-- Begin Provided text --

# Hey girlies  ;)



## Surfbunny (Apr 26, 2005)

Hey chickies! =)
I'm Julie from NY and I've been in luv w/ MAC since 1996!!
(I think I'll fit in just fine here...)
Can't wait to be able to post since I've been looking @ everyone's beautiful FOTD's (my favs are PrettyKitty's and Onederland's, but I can't see all of your pix for some reason!) and reading about all the MAC I want, have, or miss (stoopid "disc.'s" and "L.E.'s"!!LoL) for a few months now.  Now I get to share 
	

	
	
		
		

		
			




See u on the boards....I won't be able to take pix till I get my digi-cam back (it's on loan to my bro), but in the mean time I'll def. be posting.
I already *heart* all of my MAC-compadres on Specktra.net--which, by the way, was a wonderful idea for a website; and it's my favorite!
Luv,
Jules


----------



## Chelsea (Apr 26, 2005)

welcome


----------



## Caitlin (Apr 26, 2005)

*waves big* Hi there! What a nice greeting! Thanks for coming to play with us. Please share anytime you feel like it!


----------



## mac_obsession (Apr 26, 2005)

Welcome to Specktra Julie! 
	

	
	
		
		

		
		
	


	




 I hope you enjoy the forums!


----------



## Jessica (Apr 26, 2005)

welcome to Specktra!!!


----------



## Demosthenes (Apr 26, 2005)

Hi! 
	

	
	
		
		

		
		
	


	




  Welcome, you'll love it here.  Everyone's a sweetie.


----------



## Janice (Apr 26, 2005)

Welcome!


----------



## jamiemeng (Apr 27, 2005)

welcome to specktra


----------



## user2 (Apr 28, 2005)

VuittonVictim (a.k.a. Linda) welcomes you to Specktra!


----------



## PnkCosmo (May 2, 2005)

Welcome to Specktra!!


----------

-- End Provided text --
-- Begin Stored records --

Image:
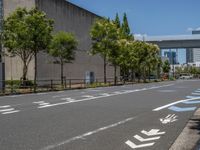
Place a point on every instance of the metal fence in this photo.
(19, 87)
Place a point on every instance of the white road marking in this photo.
(94, 98)
(169, 119)
(3, 110)
(10, 112)
(141, 139)
(104, 94)
(174, 103)
(79, 137)
(42, 104)
(152, 132)
(6, 106)
(166, 91)
(87, 96)
(41, 93)
(118, 92)
(38, 102)
(195, 93)
(15, 96)
(134, 146)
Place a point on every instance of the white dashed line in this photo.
(10, 112)
(103, 96)
(10, 109)
(174, 103)
(79, 137)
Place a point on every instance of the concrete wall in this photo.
(67, 17)
(73, 19)
(13, 66)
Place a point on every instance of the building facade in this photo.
(67, 17)
(193, 54)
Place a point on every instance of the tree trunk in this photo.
(35, 73)
(149, 69)
(115, 74)
(132, 75)
(105, 80)
(25, 70)
(61, 69)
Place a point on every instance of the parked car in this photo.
(186, 76)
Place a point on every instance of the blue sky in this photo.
(151, 17)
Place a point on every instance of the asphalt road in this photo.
(142, 116)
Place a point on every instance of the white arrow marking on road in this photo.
(10, 109)
(170, 118)
(105, 94)
(134, 146)
(6, 106)
(141, 139)
(88, 96)
(10, 112)
(195, 93)
(152, 132)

-- End Stored records --

- **Required work**
In the welcome thread, since what year has the first poster been in love with MAC?

- **Solved exercise**
Since 1996.